==== Data in this exercise ====

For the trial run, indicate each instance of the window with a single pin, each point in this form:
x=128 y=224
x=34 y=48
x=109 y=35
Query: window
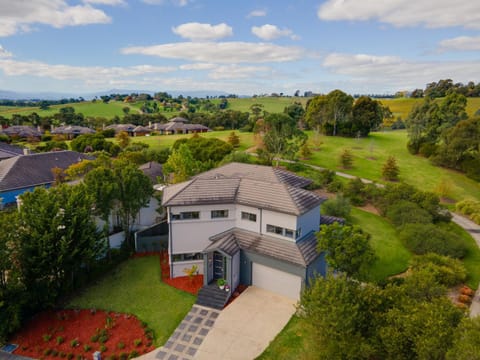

====

◆ **Task instructions**: Rewrite the material above as a Markdown table with the columns Row and Line, giving each line its own numbered row. Skip blank lines and leave out the pictures.

◆ **Solved exercise**:
| Row | Line |
|---|---|
| 1 | For the trial run, indicate each instance of the window with a single pin, each point in this form: |
| 2 | x=128 y=224 |
| 3 | x=34 y=48 |
| 4 | x=109 y=35 |
| 5 | Query: window |